DATA EXCERPTS

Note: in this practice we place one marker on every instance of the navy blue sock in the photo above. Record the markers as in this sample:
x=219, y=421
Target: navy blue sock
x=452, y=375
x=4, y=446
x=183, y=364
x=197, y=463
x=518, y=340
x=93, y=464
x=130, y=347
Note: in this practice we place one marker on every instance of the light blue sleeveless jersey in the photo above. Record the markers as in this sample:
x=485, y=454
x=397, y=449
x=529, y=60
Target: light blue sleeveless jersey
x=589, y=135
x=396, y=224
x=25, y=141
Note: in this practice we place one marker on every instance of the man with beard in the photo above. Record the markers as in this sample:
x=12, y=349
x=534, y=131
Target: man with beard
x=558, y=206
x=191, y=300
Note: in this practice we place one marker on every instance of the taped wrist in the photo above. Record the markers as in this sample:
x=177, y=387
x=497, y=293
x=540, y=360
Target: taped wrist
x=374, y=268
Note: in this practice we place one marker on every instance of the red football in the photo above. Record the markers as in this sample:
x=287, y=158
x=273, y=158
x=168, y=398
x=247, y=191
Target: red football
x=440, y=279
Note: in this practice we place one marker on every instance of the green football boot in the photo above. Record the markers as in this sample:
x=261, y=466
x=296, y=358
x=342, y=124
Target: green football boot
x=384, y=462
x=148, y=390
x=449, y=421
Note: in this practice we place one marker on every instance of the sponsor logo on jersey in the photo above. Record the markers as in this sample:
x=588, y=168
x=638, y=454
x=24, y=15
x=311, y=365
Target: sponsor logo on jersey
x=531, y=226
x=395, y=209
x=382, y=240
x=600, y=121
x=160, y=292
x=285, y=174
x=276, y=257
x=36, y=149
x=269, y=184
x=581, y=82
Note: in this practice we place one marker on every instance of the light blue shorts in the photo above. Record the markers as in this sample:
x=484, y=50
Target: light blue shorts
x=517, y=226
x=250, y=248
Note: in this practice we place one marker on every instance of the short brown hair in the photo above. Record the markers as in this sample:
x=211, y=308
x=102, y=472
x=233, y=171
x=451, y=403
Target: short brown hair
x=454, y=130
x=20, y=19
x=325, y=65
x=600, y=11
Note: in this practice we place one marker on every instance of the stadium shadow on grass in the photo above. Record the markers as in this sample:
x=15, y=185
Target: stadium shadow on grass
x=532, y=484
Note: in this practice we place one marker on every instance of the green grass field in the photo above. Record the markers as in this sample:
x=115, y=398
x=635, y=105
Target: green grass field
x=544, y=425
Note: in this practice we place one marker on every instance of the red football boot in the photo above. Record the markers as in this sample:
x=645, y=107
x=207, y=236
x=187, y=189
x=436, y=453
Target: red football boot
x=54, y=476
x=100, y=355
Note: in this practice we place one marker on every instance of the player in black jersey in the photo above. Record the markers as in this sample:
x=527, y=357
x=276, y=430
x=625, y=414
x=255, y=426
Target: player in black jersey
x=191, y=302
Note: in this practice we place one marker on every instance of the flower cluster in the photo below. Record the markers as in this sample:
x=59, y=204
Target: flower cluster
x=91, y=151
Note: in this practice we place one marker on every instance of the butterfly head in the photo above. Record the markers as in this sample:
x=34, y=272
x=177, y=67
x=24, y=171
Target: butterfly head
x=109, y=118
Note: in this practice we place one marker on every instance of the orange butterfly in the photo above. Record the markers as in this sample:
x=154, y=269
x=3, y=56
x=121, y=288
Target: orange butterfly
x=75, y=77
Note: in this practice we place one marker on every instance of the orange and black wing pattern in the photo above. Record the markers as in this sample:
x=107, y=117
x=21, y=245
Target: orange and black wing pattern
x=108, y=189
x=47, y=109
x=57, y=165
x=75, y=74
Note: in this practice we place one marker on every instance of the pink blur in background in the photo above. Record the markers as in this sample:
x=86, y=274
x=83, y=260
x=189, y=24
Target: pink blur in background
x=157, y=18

TASK
Reproduce every row above word for word, keeping them in the same order.

RESULT OF THIS TASK
Note: in this practice we place one marker on every instance of the navy blue sock in the photo above. Record the markers as in this sample:
x=219, y=421
Target: navy blue sock
x=452, y=375
x=4, y=446
x=183, y=364
x=197, y=463
x=518, y=340
x=93, y=464
x=130, y=347
Note: in this practice we place one marker on every instance of the light blue sleeveless jersey in the photo above. Record the markers as in this sample:
x=485, y=454
x=397, y=449
x=529, y=60
Target: light blue sleeveless jersey
x=589, y=135
x=396, y=224
x=25, y=141
Note: in this practice we place one marker on every instance of the man with beard in the photo above. Record the markers as in this sample:
x=12, y=349
x=534, y=131
Target: man with beard
x=558, y=206
x=191, y=300
Note: in this practice we place one marker on every instance of the taped wrist in the photo above. Record the markers as in this sample:
x=177, y=387
x=497, y=293
x=540, y=360
Target: taped wrist
x=374, y=268
Note: in this practice we place one marker on every instance of the red football in the photo above. Record the markers as in this sample:
x=287, y=158
x=273, y=158
x=168, y=398
x=247, y=191
Target: red football
x=440, y=279
Note: in this practice we place one marker on every instance of the green football boot in the photo above. Record the markers as in this sample:
x=261, y=466
x=296, y=358
x=342, y=124
Target: green football boot
x=384, y=462
x=148, y=390
x=449, y=421
Note: in this practice we place one marker on every instance of the sponsor logo on jersey in the photo above. Record the markers as in this sample:
x=588, y=168
x=638, y=454
x=24, y=15
x=311, y=365
Target: sponsor logo on jersey
x=531, y=226
x=395, y=209
x=382, y=240
x=600, y=121
x=160, y=292
x=285, y=174
x=276, y=257
x=36, y=149
x=269, y=184
x=581, y=82
Note: in this practice we place one marker on every instance of the light blue shorts in the photo above. Record the markers as in this sample:
x=484, y=50
Target: light blue shorts
x=517, y=226
x=250, y=248
Note: in this practice we place one marker on every instance of the short brown hair in the photo above. Record the markers as in this sample:
x=211, y=308
x=102, y=472
x=233, y=171
x=451, y=403
Target: short brown hair
x=454, y=130
x=20, y=19
x=325, y=65
x=600, y=11
Note: in this practice we place one marker on every instance of the stadium shadow on grass in the photo above. Record the markers as in this sample:
x=15, y=185
Target: stadium shadow on grass
x=532, y=484
Note: in this practice we place one marker on every instance of the green grass field in the photo above. Record the markers as in this sample:
x=115, y=398
x=635, y=105
Target: green grass field
x=544, y=425
Note: in this practice we place one marker on every instance of the red football boot in the photo above. Record the markers as in this sample:
x=645, y=107
x=207, y=236
x=187, y=189
x=436, y=453
Target: red football boot
x=54, y=476
x=100, y=355
Note: in this practice we place one marker on every instance of the player in black jersey in the photo above. Record the markers as in this sample:
x=527, y=357
x=276, y=430
x=625, y=414
x=255, y=426
Target: player in black jersey
x=191, y=302
Note: in this practice we place one marker on every instance of the flower cluster in the photo below. Record the markers as in this sample:
x=59, y=204
Target: flower cluster
x=91, y=151
Note: in this practice we place one marker on every instance of the butterfly head in the photo above. Record the markers as in this sample:
x=34, y=272
x=177, y=67
x=24, y=171
Target: butterfly head
x=109, y=118
Note: in this practice we place one marker on every instance of the orange butterfly in the photo above. Record the markers as in this sample:
x=154, y=269
x=3, y=56
x=121, y=288
Target: orange butterfly
x=75, y=77
Note: in this practice we place one marker on every instance of the orange and black wing pattern in the photo above. Record the markers as in this sample:
x=107, y=117
x=21, y=245
Target: orange and black wing pattern
x=108, y=189
x=47, y=109
x=57, y=165
x=75, y=74
Note: in this practice we place one marker on every instance of the pink blur in background in the photo above. Record the markers as in this sample:
x=86, y=274
x=83, y=260
x=189, y=24
Target: pink blur in background
x=157, y=18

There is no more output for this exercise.